[TEXT]:
************
A new proposal for the future of Pacific Lumber was unveiled yesterday by The Nature Conservancy, the Save-the-Redwoods League, Bank of America and other organizations, including a local group that includes environmental activists Mark Lovelace and David Simpson.
The consortium appears to be consulting with the holders of Pacific Lumber’s principal debtors, the owners of $730 million dollars worth of “Timber Bonds.” These bonds were issued back in 1998, when Palco parent company Maxxam reorganized the debt it had loaded onto the company in a leveraged buyout in the mid-’80s.
The bondholders are the biggest players in the Pacific Lumber Co. bankruptcy hearing underway in Corpus Christi, Texas. If the consortium that issued yesterday’s press release really does have the ear of the bondholders, their plan has a real shot.
It’s already gotten a lot of press. Here’s the Times-Standard, the SF Chronicle, the Santa Rosa Press-Democrat and the San Jose Mercury-News. I wrote about it for this week’s Journal.
************
[GIVEN DATA]:
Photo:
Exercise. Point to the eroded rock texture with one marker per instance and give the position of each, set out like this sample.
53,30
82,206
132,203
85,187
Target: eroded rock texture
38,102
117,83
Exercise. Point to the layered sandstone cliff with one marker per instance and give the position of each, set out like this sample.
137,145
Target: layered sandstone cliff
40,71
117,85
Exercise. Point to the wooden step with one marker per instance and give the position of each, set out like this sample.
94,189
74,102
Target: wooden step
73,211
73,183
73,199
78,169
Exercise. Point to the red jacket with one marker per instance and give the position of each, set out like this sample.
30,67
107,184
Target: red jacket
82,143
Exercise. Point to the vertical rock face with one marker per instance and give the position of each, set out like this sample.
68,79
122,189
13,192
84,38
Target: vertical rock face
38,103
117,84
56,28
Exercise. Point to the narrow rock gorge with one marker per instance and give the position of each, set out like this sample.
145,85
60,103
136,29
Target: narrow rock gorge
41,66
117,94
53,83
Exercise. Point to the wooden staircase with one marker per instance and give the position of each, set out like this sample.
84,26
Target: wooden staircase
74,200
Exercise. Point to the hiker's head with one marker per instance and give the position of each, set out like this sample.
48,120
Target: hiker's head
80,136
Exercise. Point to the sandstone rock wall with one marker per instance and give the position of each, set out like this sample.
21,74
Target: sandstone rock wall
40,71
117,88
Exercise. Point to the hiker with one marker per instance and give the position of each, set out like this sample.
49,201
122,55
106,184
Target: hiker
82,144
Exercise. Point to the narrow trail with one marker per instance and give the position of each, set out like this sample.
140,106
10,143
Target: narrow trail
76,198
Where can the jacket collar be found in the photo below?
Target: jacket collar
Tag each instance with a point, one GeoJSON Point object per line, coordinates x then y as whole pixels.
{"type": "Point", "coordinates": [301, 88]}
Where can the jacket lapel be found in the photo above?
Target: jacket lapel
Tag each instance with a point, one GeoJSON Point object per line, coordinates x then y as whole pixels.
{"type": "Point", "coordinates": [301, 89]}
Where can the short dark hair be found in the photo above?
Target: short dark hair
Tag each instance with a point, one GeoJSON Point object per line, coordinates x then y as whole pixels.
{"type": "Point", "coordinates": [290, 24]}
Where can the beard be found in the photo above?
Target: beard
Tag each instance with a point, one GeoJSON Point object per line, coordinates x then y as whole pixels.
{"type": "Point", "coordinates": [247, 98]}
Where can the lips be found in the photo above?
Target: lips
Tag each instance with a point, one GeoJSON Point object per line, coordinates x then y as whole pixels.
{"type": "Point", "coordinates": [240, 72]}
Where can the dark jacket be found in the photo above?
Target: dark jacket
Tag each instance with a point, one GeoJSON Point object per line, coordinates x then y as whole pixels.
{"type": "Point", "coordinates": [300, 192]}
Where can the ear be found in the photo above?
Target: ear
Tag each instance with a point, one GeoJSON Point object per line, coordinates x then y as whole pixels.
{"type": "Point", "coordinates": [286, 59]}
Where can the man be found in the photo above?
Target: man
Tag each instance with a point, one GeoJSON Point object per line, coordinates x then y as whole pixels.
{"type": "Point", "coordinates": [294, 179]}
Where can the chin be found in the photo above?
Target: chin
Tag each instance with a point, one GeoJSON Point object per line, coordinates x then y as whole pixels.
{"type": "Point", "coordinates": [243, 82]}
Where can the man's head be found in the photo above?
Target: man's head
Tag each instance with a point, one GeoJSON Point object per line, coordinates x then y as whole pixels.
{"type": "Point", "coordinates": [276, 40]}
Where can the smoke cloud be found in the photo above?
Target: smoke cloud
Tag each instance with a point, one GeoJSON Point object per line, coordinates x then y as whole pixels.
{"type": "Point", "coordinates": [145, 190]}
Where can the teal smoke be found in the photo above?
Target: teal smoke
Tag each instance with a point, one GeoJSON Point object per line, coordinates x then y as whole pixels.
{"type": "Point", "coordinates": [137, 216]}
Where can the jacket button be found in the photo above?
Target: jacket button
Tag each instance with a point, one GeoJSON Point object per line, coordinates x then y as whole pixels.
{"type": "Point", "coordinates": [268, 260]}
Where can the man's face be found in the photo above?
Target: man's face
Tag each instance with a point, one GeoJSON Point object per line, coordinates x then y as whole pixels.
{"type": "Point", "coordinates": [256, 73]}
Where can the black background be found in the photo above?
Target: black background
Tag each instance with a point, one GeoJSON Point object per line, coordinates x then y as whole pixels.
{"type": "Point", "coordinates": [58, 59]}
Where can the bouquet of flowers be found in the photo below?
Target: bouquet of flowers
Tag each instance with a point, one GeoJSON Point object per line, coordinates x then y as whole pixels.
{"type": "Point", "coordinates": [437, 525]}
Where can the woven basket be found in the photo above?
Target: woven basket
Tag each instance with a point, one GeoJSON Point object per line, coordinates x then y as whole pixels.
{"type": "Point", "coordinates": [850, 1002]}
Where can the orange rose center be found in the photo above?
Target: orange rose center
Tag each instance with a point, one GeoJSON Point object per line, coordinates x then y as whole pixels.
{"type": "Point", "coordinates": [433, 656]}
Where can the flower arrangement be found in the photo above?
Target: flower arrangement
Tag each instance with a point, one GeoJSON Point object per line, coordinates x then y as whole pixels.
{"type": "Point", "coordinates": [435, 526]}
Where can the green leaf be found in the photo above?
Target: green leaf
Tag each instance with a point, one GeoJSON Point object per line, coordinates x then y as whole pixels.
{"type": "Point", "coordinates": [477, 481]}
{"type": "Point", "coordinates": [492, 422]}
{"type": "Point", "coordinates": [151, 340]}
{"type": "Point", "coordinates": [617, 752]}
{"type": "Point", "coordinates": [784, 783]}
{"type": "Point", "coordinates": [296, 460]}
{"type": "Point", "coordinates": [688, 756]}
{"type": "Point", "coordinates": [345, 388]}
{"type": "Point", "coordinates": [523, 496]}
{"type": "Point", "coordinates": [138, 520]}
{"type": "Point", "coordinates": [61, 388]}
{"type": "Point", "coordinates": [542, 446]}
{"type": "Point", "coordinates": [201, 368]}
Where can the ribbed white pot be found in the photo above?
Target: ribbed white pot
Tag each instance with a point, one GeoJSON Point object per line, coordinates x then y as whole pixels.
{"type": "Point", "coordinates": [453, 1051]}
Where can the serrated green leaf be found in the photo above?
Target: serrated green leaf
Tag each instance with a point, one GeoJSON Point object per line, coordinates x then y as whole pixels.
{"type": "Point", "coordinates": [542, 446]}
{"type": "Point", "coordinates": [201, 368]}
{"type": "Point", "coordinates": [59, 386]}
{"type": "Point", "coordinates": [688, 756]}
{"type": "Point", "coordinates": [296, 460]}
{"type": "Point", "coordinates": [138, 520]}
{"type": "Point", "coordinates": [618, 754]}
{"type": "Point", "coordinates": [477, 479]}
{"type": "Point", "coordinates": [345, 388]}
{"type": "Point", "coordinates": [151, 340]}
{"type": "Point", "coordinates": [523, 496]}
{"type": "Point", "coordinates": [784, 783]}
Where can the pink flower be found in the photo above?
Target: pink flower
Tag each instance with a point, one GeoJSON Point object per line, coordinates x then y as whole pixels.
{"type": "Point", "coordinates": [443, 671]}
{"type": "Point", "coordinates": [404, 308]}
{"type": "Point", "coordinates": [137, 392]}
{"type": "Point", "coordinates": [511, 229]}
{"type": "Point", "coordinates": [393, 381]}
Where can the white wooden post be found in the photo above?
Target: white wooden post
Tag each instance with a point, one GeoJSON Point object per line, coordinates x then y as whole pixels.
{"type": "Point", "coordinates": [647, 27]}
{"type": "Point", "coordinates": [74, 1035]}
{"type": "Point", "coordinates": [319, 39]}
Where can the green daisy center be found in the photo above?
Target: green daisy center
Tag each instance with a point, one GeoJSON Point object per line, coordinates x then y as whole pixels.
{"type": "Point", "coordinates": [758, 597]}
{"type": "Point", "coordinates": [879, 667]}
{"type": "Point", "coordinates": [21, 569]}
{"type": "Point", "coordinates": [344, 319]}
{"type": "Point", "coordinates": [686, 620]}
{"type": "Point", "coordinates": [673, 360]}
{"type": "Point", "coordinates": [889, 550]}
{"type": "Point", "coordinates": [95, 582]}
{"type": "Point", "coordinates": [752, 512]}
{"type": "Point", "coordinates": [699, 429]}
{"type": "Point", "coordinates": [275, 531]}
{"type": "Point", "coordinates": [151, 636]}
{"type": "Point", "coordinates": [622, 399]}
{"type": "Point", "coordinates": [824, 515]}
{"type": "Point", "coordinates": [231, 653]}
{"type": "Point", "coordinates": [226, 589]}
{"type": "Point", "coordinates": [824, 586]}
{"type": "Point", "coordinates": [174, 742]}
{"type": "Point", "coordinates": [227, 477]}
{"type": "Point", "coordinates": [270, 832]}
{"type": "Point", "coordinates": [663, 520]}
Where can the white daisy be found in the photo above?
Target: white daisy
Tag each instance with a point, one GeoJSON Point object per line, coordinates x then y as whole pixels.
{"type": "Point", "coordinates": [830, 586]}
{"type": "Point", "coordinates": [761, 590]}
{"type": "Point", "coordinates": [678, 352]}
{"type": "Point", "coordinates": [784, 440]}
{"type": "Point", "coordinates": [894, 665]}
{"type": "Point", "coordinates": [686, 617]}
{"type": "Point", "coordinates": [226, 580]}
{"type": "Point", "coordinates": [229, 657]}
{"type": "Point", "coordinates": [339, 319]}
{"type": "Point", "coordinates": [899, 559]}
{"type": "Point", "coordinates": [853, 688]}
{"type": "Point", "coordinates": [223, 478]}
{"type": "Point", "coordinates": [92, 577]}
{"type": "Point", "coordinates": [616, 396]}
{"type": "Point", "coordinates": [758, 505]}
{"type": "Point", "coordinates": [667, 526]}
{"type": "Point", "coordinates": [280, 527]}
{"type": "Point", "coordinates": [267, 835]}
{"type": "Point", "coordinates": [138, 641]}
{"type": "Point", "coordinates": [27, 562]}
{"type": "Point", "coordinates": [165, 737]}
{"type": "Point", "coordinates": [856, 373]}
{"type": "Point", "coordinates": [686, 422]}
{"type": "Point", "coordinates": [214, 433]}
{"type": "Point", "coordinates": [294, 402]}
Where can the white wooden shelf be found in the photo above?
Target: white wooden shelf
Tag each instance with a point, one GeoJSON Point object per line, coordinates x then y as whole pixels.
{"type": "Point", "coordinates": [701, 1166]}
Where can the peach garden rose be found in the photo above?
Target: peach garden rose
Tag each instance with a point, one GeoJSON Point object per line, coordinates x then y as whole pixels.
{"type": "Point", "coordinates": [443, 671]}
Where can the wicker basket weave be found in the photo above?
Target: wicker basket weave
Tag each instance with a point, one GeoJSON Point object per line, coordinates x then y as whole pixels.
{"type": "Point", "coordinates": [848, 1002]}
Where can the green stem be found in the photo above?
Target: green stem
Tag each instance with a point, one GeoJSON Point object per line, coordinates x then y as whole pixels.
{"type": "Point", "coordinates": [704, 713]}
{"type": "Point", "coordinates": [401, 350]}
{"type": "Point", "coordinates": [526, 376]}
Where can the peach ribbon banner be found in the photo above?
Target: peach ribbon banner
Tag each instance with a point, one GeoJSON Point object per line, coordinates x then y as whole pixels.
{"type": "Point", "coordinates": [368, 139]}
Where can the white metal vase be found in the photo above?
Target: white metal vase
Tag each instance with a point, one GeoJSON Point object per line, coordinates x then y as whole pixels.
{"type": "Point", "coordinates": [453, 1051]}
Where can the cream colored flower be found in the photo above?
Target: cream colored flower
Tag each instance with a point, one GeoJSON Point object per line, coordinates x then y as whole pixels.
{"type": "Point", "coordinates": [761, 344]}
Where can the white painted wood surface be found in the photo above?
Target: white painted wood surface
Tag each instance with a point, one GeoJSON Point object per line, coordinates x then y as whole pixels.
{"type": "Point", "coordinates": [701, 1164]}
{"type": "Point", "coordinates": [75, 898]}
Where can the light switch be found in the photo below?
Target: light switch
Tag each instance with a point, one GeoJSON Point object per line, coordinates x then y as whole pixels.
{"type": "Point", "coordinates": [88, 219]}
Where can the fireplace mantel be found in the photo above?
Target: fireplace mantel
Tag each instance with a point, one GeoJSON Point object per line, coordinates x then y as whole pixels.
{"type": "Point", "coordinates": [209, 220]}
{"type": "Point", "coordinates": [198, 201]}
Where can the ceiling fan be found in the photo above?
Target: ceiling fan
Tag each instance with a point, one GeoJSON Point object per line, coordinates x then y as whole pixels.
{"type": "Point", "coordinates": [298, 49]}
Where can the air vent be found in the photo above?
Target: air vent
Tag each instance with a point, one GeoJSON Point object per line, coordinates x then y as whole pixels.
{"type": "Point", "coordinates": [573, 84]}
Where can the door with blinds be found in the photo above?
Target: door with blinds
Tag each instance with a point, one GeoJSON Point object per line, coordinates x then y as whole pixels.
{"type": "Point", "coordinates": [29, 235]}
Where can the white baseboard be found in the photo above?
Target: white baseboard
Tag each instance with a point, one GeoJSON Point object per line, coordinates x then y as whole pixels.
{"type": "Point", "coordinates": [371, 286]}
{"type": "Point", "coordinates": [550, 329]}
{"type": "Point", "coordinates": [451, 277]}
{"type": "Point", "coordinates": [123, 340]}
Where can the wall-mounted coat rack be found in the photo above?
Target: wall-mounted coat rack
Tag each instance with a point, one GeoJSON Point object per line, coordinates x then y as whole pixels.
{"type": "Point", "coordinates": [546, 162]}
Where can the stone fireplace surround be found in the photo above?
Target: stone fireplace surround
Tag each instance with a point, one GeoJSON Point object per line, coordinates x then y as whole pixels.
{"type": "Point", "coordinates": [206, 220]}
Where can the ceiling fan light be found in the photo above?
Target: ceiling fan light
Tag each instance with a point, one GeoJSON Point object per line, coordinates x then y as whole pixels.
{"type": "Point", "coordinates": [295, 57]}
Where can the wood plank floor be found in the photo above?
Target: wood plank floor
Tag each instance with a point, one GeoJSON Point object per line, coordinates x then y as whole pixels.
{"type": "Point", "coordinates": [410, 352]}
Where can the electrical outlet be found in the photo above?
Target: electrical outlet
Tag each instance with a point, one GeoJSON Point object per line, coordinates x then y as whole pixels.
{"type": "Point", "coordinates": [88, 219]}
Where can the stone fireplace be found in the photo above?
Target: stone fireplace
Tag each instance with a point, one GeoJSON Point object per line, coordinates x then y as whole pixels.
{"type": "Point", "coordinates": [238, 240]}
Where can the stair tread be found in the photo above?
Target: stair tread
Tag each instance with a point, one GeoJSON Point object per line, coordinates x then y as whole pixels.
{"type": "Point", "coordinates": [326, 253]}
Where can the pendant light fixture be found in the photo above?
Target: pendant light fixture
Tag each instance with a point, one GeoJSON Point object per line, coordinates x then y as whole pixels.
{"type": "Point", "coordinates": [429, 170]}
************
[SHORT TASK]: Change the passage of the Pacific Lumber text between "A new proposal" and "a real shot.", inclusive, by putting "coalition" in place of "consortium" each time it appears, and give the passage back. The material plays no part in this.

[WRITTEN SOLUTION]:
A new proposal for the future of Pacific Lumber was unveiled yesterday by The Nature Conservancy, the Save-the-Redwoods League, Bank of America and other organizations, including a local group that includes environmental activists Mark Lovelace and David Simpson.
The coalition appears to be consulting with the holders of Pacific Lumber’s principal debtors, the owners of $730 million dollars worth of “Timber Bonds.” These bonds were issued back in 1998, when Palco parent company Maxxam reorganized the debt it had loaded onto the company in a leveraged buyout in the mid-’80s.
The bondholders are the biggest players in the Pacific Lumber Co. bankruptcy hearing underway in Corpus Christi, Texas. If the coalition that issued yesterday’s press release really does have the ear of the bondholders, their plan has a real shot.